### [OBJETIVO]
Duplica sin ningún cambio cada línea de todos los ítems que aparecen a continuación.

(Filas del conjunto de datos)
======

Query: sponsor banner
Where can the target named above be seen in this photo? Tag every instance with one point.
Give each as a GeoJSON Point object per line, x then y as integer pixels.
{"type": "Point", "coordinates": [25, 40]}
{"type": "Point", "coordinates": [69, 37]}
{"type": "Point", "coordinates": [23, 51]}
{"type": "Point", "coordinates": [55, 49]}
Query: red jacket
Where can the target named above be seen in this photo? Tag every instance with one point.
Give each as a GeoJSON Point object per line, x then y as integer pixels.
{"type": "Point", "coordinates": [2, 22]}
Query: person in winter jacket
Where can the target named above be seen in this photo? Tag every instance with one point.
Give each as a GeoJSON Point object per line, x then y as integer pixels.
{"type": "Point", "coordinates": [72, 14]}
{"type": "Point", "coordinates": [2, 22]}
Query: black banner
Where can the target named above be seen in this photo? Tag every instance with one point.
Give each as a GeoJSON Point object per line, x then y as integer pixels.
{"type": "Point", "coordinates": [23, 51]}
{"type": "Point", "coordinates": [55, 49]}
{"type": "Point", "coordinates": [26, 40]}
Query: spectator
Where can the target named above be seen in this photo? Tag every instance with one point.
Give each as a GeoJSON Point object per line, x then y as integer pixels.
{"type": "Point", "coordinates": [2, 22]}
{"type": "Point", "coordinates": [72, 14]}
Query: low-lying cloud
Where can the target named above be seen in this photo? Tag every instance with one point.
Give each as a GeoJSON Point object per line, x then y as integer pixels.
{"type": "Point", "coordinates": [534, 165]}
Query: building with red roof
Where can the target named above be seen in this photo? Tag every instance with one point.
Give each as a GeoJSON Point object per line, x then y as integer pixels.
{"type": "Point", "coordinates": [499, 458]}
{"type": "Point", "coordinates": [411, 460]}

======

### [RESPUESTA FINAL]
Query: sponsor banner
Where can the target named above be seen in this photo? Tag every instance with one point.
Give each as a GeoJSON Point object per line, x then y as integer pixels.
{"type": "Point", "coordinates": [25, 40]}
{"type": "Point", "coordinates": [69, 37]}
{"type": "Point", "coordinates": [23, 51]}
{"type": "Point", "coordinates": [55, 49]}
Query: red jacket
Where can the target named above be seen in this photo? Tag every instance with one point.
Give each as a GeoJSON Point object per line, x then y as integer pixels.
{"type": "Point", "coordinates": [2, 22]}
Query: person in winter jacket
Where can the target named above be seen in this photo? Tag every instance with one point.
Give each as a GeoJSON Point object per line, x then y as integer pixels.
{"type": "Point", "coordinates": [72, 14]}
{"type": "Point", "coordinates": [2, 22]}
Query: black banner
Where can the target named above be seen in this photo? Tag every instance with one point.
Give each as a GeoJSON Point object per line, x then y as integer pixels.
{"type": "Point", "coordinates": [23, 51]}
{"type": "Point", "coordinates": [55, 49]}
{"type": "Point", "coordinates": [26, 40]}
Query: spectator
Where can the target named above be seen in this photo? Tag every instance with one point.
Give each as a GeoJSON Point object per line, x then y as integer pixels.
{"type": "Point", "coordinates": [2, 22]}
{"type": "Point", "coordinates": [72, 14]}
Query: low-lying cloud
Where can the target named above be seen in this photo? Tag every instance with one point.
Give each as a GeoJSON Point object per line, x then y as integer pixels.
{"type": "Point", "coordinates": [534, 165]}
Query: building with red roof
Where can the target named above be seen in this photo? Tag every instance with one point.
Give each as a GeoJSON Point object per line, x then y as integer pixels.
{"type": "Point", "coordinates": [499, 458]}
{"type": "Point", "coordinates": [411, 460]}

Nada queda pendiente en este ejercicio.